Segment Start: Input

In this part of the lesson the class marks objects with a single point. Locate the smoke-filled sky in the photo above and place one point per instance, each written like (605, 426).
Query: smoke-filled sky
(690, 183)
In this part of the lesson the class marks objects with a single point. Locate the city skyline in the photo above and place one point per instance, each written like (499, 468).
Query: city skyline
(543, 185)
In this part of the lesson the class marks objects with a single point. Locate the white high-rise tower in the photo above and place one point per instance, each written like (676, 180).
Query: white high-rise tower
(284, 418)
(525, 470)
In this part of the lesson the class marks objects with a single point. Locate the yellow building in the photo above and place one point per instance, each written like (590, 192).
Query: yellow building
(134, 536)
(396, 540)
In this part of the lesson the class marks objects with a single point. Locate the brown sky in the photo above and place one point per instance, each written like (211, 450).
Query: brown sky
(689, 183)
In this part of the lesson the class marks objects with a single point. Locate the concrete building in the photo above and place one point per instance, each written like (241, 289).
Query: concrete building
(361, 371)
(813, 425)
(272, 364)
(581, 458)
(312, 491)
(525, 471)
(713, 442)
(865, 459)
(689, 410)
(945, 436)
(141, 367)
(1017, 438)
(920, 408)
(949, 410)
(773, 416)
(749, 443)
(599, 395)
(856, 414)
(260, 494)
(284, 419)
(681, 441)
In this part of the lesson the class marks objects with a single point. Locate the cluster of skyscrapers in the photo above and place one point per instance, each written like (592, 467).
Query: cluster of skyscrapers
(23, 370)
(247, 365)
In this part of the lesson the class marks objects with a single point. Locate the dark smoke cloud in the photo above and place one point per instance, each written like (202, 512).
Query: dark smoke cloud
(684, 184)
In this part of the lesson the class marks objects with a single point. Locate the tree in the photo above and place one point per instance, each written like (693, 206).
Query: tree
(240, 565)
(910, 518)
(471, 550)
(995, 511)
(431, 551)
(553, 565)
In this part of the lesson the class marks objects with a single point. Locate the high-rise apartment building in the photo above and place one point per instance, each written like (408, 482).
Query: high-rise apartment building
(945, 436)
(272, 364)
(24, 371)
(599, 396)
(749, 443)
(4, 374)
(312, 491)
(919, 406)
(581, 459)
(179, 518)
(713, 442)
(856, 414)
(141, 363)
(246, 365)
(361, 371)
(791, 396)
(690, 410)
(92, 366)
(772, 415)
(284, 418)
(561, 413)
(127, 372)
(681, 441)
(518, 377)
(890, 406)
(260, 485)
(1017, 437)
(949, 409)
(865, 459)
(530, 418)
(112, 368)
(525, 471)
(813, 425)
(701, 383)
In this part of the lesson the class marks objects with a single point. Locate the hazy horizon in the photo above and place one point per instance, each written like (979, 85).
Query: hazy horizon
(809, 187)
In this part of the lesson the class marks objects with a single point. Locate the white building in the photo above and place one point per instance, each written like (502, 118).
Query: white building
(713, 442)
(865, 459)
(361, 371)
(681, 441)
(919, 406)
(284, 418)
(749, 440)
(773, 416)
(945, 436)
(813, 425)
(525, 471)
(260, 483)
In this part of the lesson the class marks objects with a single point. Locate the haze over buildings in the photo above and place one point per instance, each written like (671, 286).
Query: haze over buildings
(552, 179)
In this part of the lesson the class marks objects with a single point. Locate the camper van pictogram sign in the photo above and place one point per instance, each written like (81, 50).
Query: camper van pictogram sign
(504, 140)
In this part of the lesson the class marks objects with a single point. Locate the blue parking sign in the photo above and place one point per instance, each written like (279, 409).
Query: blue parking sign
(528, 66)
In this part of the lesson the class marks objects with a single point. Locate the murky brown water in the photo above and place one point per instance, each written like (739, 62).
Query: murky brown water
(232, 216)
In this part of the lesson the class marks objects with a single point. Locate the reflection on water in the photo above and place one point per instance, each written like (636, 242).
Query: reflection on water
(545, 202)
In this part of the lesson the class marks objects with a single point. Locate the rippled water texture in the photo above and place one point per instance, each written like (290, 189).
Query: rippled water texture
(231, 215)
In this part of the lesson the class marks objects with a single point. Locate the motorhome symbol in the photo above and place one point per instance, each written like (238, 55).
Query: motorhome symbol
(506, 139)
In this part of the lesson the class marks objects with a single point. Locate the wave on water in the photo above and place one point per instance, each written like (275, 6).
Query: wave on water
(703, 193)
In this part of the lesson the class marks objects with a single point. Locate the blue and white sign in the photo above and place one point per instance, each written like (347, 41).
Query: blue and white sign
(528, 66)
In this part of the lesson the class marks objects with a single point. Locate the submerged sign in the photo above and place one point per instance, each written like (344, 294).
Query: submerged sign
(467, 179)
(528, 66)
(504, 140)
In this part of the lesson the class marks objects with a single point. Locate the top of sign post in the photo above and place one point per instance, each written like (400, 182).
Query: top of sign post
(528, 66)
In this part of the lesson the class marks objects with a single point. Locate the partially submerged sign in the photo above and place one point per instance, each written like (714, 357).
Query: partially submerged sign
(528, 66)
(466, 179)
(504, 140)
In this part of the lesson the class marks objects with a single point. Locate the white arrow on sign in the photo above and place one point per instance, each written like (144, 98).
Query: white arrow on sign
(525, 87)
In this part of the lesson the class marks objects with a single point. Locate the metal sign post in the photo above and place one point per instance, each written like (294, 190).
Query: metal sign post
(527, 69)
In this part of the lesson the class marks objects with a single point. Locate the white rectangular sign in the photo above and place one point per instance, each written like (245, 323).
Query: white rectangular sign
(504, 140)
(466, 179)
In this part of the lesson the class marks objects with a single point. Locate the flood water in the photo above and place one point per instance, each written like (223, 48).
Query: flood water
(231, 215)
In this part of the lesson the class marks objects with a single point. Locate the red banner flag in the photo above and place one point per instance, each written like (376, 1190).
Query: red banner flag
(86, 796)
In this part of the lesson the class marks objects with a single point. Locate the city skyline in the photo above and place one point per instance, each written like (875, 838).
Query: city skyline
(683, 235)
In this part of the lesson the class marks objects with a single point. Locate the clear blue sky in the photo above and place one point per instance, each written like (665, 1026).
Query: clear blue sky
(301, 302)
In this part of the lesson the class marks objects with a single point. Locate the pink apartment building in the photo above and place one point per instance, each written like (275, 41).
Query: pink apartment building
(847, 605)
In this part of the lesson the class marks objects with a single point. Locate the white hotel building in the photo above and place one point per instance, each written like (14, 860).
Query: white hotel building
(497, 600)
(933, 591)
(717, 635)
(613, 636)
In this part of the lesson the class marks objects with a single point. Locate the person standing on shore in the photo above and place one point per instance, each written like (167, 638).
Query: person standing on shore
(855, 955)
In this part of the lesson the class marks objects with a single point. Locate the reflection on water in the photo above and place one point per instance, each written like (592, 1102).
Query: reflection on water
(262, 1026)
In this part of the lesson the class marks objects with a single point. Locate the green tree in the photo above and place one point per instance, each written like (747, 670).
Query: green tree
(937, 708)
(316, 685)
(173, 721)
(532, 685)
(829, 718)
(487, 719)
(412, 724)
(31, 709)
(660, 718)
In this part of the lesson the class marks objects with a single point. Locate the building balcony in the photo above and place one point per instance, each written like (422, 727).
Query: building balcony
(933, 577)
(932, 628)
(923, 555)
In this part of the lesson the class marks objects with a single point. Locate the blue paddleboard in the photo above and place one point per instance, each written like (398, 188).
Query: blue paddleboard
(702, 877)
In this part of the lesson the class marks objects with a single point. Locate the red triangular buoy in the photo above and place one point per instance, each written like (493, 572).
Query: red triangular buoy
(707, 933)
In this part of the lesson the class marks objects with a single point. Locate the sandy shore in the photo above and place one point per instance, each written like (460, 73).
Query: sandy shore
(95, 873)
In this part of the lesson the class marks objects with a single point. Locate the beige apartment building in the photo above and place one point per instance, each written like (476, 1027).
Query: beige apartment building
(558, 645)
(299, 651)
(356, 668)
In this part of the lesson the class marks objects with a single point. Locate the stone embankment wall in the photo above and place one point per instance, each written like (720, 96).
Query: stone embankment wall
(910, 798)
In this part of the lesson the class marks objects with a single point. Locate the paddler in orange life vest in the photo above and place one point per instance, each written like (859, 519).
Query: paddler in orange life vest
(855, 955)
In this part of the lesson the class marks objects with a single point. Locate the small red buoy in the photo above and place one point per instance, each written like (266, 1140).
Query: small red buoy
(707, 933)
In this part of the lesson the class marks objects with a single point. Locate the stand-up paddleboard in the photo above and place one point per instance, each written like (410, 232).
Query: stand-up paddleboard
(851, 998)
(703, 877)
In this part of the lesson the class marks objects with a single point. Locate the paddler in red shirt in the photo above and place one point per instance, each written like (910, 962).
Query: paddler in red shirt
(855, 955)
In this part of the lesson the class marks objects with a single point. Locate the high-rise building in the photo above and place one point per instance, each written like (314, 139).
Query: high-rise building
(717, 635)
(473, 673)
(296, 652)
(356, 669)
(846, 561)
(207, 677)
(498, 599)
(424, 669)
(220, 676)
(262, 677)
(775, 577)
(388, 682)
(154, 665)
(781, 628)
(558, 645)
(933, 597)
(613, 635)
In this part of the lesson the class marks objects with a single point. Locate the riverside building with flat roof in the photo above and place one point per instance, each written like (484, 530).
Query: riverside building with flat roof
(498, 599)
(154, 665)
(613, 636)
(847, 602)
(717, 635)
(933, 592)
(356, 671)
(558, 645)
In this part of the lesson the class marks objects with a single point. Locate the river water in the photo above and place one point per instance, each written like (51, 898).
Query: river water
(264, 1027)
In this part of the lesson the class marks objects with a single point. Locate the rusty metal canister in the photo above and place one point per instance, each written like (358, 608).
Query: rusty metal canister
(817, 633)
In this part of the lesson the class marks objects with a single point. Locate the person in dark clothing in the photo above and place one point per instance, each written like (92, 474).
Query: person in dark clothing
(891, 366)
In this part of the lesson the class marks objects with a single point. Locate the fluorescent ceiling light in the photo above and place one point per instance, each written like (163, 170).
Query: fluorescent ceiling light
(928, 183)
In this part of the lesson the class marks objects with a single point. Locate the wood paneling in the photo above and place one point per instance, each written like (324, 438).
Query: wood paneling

Segment End: Input

*Exercise goal:*
Above are the entries. Quote exactly the lines from the one bearing "like (979, 85)." through the one bearing "like (290, 189).".

*Your response:*
In this part of the lesson the class marks objects with a single point. Locate the hazy horizon in the photo above and place one point per instance, each written like (979, 85).
Query: hazy horizon
(809, 187)
In this part of the lesson the class marks objects with a single point. Locate the white building in the photo above and place one point per instance, each written like (502, 118).
Query: white building
(713, 442)
(865, 459)
(361, 371)
(681, 441)
(919, 406)
(284, 418)
(749, 440)
(773, 416)
(945, 436)
(813, 425)
(525, 471)
(260, 483)
In this part of the lesson the class marks objects with a single point. Locate the haze over buildings in the photo above and place one point per instance, each written like (671, 286).
Query: haze over buildings
(552, 179)
In this part of the lesson the class marks objects with a single point. Locate the camper van pictogram sign in the photo above and place one point per instance, each written like (81, 50).
Query: camper van pictogram sign
(504, 140)
In this part of the lesson the class marks objects with a single point. Locate the blue parking sign in the photo above and place one point per instance, each written like (279, 409).
Query: blue parking sign
(528, 66)
In this part of the lesson the class marks objects with a single point. Locate the murky brown water in the photo above and place one point per instance, each written like (739, 62).
Query: murky brown water
(232, 216)
In this part of the lesson the class marks objects with a single point. Locate the reflection on water in the photo above and place one point per instance, each written like (636, 242).
Query: reflection on water
(545, 202)
In this part of the lesson the class marks objects with a single point. Locate the rippled water texture in the photo above and place one point per instance, each written like (290, 189).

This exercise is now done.